Instructions to follow | Report every line of the data where the string "boulder" appears.

Input material |
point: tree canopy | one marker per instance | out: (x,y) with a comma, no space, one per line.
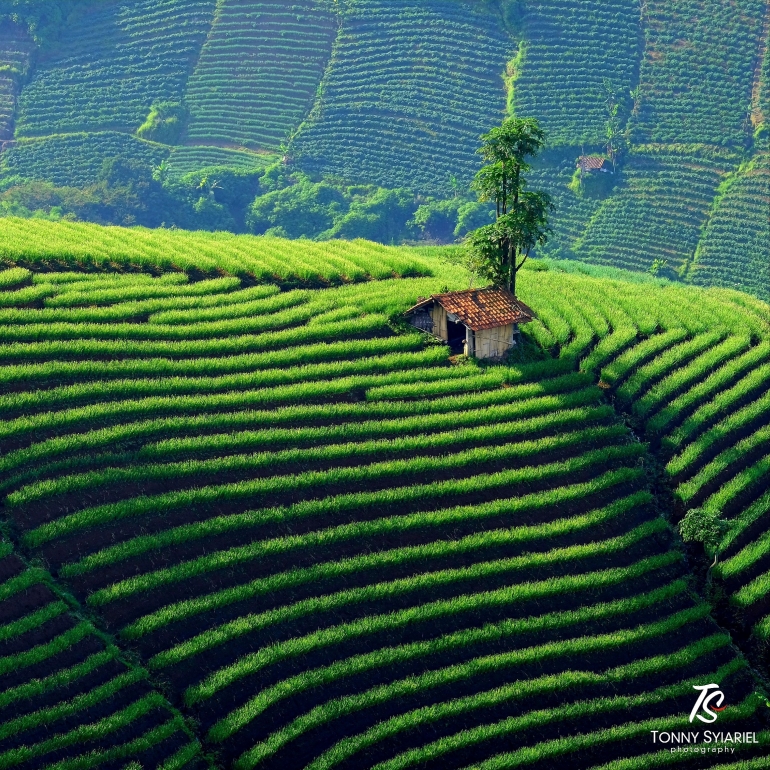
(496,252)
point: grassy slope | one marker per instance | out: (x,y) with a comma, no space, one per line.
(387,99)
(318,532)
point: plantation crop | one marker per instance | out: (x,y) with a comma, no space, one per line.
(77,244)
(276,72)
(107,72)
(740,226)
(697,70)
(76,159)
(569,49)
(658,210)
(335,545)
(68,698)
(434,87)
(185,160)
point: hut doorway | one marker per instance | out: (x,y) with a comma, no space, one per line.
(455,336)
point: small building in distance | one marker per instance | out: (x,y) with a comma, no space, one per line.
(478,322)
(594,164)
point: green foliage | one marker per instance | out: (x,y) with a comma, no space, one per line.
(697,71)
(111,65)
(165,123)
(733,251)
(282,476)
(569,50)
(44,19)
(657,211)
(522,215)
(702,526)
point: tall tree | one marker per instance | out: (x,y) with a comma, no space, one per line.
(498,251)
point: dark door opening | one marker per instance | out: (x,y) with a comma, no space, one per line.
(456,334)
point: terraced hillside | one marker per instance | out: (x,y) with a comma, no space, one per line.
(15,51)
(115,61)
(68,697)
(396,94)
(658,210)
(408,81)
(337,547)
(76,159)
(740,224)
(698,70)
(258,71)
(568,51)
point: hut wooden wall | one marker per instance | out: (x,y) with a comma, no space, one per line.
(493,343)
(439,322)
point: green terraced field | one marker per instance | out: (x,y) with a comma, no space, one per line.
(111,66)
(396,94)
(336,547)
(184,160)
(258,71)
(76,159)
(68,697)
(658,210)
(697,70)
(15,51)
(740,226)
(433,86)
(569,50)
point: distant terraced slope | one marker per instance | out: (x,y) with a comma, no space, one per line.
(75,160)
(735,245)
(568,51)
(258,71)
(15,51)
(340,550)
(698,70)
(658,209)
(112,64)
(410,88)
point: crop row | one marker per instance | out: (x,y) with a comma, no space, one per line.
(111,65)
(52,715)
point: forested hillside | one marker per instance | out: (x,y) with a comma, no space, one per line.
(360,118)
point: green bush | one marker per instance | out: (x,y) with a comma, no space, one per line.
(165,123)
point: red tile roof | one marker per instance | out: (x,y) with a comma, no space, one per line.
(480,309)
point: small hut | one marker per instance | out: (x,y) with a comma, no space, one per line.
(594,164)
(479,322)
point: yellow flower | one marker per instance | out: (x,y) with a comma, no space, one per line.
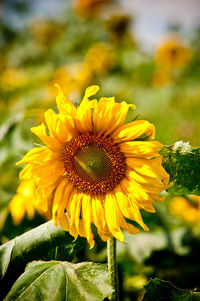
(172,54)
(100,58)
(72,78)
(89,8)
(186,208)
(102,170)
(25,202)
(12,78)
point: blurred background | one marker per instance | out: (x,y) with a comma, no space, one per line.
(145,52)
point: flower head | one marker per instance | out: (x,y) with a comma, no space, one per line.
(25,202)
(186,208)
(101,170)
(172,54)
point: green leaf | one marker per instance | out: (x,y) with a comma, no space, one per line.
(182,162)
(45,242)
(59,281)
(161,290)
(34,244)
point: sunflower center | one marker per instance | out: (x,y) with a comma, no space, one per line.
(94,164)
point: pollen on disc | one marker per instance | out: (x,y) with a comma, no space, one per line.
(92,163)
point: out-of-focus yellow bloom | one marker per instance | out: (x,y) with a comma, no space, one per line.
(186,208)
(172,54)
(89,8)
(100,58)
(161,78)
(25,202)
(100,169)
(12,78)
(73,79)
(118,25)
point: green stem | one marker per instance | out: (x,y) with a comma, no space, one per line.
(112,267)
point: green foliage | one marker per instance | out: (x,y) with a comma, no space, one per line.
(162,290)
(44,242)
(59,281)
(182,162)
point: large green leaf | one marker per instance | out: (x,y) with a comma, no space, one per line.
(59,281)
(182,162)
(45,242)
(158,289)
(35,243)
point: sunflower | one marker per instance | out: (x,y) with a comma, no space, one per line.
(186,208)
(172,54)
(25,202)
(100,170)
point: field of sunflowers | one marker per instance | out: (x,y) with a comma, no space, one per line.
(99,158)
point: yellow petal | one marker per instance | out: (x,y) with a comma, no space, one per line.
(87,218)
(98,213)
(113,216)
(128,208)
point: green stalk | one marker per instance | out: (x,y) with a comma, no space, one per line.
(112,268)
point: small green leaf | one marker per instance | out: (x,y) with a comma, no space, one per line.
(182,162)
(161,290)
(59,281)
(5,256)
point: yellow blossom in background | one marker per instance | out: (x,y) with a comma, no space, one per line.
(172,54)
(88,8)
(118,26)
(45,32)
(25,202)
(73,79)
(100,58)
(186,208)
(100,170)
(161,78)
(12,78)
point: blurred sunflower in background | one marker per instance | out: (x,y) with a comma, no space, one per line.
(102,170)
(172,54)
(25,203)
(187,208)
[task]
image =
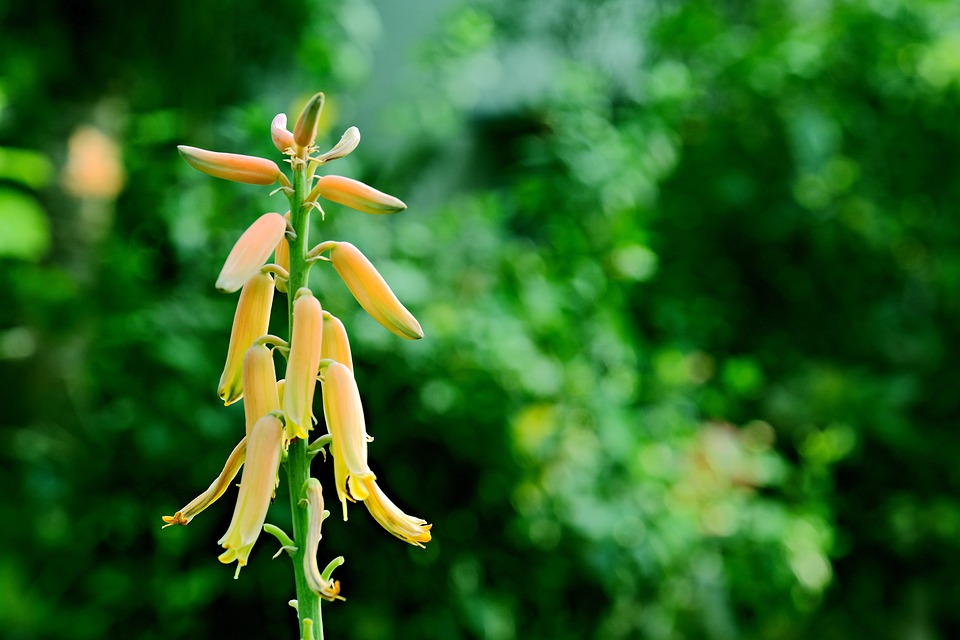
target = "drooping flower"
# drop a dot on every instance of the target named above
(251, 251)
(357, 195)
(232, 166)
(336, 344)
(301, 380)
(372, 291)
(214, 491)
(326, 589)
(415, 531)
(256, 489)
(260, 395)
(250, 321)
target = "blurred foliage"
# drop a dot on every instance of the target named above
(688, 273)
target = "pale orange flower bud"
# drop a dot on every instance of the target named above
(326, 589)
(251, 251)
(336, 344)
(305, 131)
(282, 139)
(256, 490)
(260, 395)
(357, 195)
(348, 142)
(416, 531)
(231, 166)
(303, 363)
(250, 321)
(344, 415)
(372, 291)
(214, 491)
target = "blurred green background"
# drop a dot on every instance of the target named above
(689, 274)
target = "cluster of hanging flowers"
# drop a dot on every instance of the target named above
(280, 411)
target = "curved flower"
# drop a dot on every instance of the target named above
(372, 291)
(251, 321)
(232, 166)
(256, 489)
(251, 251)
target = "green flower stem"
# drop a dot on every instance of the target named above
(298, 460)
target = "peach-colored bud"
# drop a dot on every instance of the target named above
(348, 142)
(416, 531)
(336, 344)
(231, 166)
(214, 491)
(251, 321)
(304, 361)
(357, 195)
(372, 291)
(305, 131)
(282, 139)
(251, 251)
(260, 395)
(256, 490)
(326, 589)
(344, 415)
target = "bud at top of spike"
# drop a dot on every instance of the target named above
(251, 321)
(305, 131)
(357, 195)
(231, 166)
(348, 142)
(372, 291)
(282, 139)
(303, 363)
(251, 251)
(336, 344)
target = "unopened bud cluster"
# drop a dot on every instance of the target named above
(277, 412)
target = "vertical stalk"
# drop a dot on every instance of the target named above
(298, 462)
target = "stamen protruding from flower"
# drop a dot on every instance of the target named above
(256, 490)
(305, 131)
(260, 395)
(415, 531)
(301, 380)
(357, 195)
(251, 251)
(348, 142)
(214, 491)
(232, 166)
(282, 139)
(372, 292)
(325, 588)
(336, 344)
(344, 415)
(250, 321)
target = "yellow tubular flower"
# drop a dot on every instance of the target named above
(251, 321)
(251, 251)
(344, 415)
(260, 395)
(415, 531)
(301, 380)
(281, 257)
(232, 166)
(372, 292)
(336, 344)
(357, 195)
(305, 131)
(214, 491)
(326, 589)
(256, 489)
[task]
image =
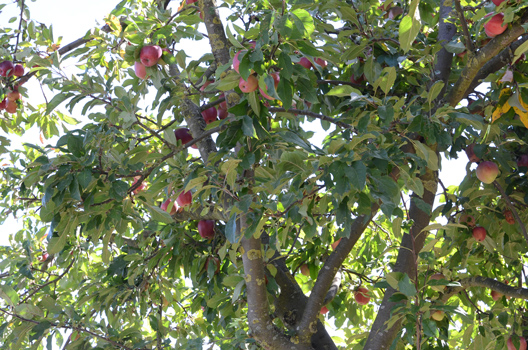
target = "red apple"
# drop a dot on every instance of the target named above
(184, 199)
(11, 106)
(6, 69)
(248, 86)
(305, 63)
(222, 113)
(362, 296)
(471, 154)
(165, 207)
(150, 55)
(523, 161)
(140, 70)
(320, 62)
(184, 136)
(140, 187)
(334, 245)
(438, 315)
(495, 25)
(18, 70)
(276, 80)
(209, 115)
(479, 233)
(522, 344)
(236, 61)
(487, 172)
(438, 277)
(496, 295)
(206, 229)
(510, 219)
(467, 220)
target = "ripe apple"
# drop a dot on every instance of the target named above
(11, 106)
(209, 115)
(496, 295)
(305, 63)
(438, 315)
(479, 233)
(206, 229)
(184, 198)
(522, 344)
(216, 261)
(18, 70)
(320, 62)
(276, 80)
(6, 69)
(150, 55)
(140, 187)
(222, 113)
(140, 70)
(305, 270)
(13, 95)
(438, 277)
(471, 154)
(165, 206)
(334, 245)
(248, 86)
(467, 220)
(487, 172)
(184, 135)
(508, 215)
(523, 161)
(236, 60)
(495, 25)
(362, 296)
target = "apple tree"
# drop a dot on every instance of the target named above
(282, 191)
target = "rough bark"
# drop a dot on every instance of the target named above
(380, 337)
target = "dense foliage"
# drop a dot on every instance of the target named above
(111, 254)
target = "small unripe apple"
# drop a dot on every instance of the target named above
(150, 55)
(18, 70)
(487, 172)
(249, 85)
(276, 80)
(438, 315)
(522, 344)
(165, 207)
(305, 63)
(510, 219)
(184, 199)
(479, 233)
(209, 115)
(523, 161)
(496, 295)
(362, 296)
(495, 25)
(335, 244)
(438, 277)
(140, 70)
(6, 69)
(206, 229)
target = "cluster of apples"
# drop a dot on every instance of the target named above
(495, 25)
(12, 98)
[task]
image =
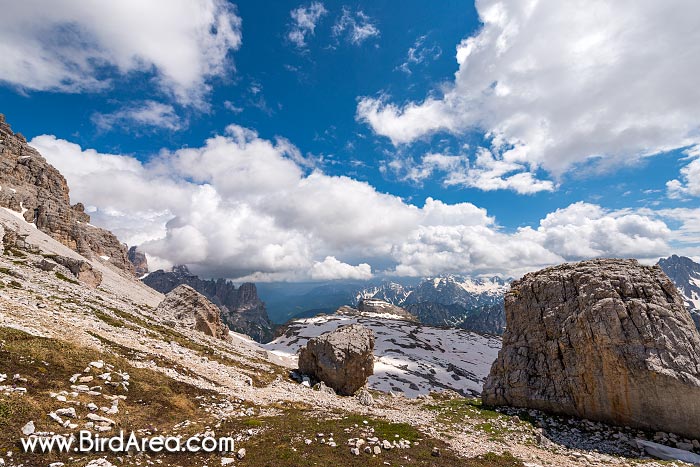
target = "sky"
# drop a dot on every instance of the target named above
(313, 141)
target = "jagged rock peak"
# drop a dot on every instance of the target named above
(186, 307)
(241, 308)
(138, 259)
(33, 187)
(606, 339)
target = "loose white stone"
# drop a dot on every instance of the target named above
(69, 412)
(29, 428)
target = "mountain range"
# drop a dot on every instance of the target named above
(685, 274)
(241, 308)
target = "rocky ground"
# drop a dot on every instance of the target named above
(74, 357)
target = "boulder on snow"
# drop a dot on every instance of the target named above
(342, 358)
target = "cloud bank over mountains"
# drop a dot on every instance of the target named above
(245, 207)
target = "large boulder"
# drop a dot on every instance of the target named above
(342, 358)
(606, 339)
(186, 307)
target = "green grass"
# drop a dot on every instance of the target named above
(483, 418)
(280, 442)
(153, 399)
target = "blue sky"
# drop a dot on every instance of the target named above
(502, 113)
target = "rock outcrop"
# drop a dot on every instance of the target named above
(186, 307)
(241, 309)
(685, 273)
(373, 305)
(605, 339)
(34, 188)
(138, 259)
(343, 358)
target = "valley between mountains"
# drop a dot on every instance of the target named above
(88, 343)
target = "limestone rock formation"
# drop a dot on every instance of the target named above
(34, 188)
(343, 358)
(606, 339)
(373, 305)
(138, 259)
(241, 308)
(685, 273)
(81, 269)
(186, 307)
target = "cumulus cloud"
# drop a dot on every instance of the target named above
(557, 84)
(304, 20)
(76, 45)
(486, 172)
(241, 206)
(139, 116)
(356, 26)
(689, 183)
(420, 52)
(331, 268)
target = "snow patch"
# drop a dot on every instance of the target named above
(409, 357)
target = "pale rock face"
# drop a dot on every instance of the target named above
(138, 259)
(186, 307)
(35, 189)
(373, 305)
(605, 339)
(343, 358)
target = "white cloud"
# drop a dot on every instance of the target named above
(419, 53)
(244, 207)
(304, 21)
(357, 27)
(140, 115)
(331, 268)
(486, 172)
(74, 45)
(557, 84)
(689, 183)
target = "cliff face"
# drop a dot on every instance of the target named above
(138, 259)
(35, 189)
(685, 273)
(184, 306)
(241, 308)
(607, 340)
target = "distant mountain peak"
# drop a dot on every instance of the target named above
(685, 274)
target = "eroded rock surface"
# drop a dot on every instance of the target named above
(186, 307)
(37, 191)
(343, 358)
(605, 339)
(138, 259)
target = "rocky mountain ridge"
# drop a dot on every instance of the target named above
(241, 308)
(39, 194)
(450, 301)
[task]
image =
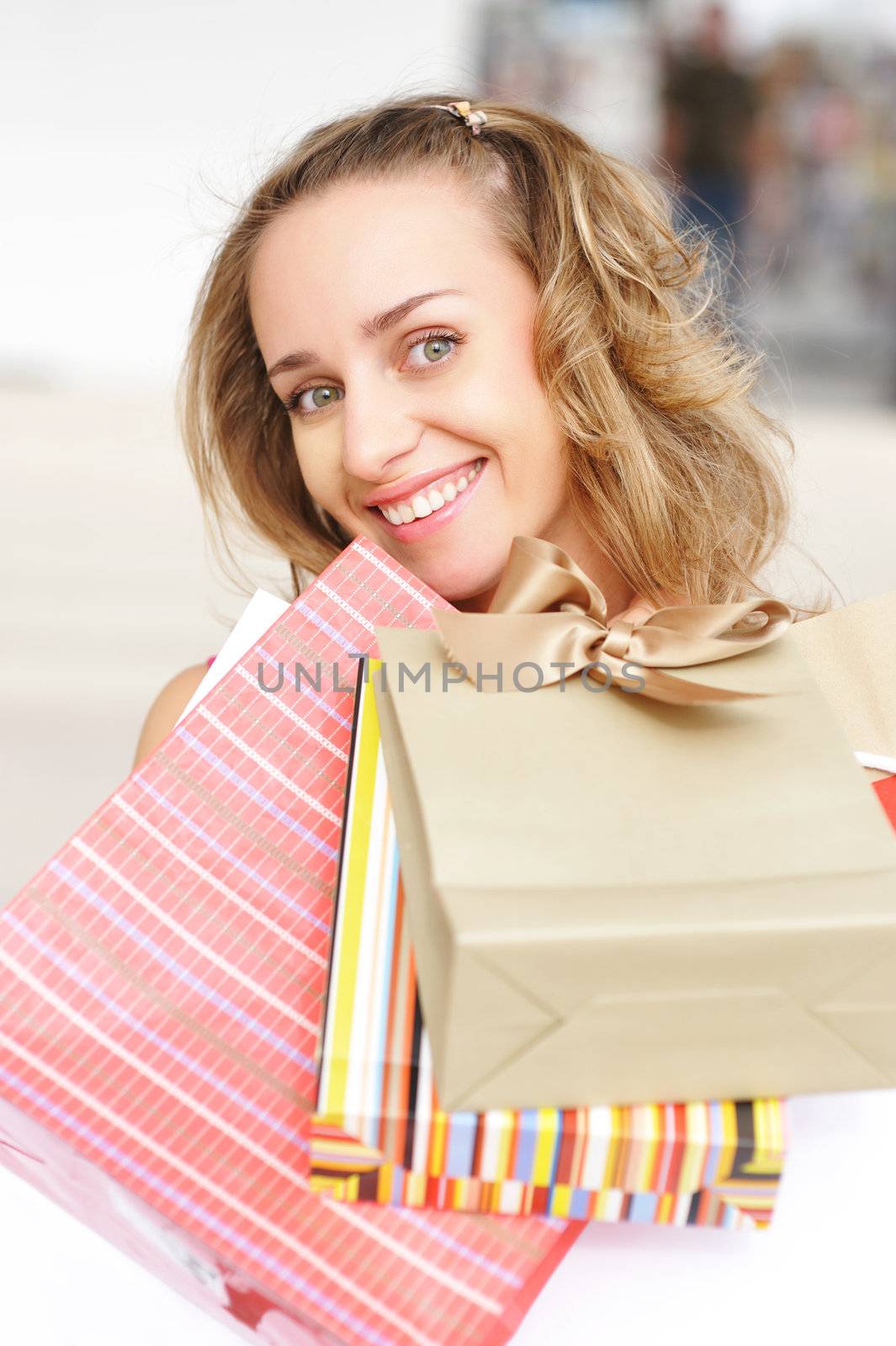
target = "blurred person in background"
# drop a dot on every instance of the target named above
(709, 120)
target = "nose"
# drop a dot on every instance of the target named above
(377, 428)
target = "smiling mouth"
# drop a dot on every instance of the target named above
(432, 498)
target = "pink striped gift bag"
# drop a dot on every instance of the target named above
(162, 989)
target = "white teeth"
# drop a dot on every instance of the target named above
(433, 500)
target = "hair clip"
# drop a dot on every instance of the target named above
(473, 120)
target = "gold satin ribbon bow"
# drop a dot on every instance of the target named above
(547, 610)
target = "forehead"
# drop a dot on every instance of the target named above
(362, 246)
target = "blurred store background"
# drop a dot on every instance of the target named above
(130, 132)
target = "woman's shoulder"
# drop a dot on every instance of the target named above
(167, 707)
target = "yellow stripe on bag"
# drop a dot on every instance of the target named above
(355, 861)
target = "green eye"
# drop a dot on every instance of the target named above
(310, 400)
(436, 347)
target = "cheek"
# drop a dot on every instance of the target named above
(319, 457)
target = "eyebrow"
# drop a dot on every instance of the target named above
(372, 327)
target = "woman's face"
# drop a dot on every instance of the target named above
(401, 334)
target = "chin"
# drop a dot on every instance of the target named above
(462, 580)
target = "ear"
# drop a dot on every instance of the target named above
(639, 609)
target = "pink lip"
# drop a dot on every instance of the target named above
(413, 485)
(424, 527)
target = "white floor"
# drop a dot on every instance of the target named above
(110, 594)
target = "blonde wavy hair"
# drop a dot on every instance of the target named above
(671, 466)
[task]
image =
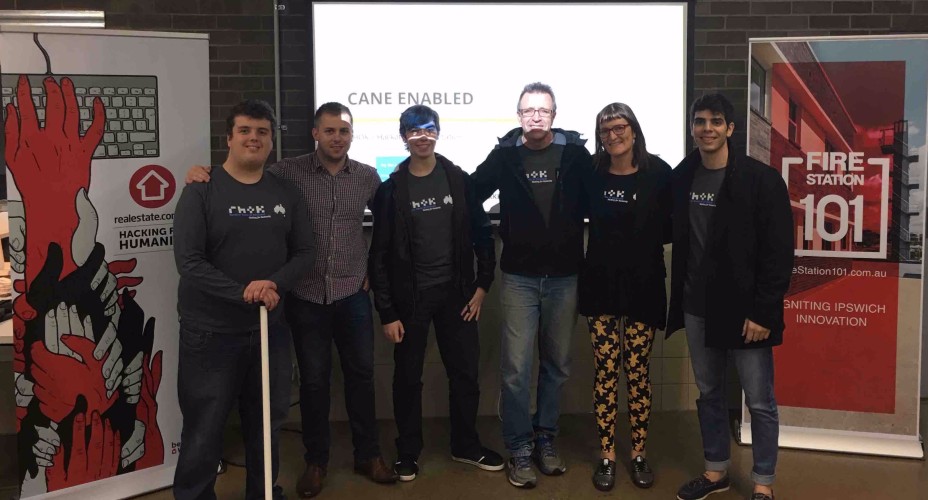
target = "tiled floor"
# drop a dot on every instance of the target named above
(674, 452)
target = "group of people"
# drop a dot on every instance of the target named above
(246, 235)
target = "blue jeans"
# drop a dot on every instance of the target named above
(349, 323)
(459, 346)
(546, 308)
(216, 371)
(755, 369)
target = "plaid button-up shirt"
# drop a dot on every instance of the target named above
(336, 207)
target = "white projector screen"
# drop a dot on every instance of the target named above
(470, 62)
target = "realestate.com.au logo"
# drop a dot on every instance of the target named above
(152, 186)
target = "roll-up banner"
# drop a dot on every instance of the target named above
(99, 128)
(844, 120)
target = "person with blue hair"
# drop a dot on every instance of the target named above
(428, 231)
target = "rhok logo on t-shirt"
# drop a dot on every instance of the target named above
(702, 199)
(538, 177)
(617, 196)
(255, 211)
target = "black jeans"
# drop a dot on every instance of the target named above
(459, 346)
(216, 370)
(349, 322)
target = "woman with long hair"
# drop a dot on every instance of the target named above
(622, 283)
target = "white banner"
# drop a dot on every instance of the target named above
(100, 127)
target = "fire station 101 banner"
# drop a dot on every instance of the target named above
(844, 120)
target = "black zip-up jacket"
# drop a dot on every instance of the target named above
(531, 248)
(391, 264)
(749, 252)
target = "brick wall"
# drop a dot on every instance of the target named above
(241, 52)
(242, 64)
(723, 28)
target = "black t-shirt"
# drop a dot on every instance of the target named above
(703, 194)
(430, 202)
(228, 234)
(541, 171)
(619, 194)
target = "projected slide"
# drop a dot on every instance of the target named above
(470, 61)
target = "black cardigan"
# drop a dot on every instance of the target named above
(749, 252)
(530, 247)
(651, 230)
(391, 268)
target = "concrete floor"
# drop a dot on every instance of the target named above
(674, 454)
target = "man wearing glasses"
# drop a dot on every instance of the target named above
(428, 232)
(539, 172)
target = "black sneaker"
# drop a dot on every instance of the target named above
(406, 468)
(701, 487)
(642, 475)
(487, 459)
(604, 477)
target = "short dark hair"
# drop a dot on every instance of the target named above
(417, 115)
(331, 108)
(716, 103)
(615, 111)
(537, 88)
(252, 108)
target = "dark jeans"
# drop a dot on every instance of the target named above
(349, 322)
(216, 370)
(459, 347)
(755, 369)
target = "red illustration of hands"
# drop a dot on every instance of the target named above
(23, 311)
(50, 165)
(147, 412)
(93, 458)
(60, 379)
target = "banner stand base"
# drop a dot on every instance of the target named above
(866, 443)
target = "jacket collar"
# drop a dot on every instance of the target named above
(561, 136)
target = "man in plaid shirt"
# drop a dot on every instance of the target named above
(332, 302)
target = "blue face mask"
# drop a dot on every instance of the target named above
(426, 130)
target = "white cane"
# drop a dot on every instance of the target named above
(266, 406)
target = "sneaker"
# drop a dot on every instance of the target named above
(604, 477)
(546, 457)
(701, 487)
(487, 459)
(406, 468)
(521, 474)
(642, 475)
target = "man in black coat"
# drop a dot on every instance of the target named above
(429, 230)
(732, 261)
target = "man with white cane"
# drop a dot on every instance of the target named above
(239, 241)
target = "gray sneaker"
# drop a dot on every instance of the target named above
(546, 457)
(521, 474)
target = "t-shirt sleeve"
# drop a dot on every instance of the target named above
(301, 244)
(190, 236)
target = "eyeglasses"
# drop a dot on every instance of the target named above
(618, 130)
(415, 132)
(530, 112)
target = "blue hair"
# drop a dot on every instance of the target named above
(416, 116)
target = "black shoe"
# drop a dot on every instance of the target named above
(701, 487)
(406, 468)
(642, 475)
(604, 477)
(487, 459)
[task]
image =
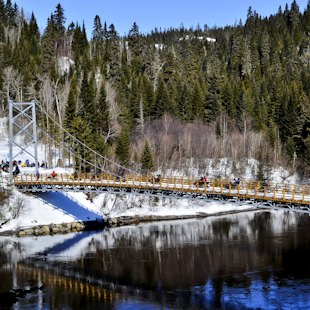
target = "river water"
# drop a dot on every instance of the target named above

Output of the exercise |
target = "boulder on snow"
target = "large boulder"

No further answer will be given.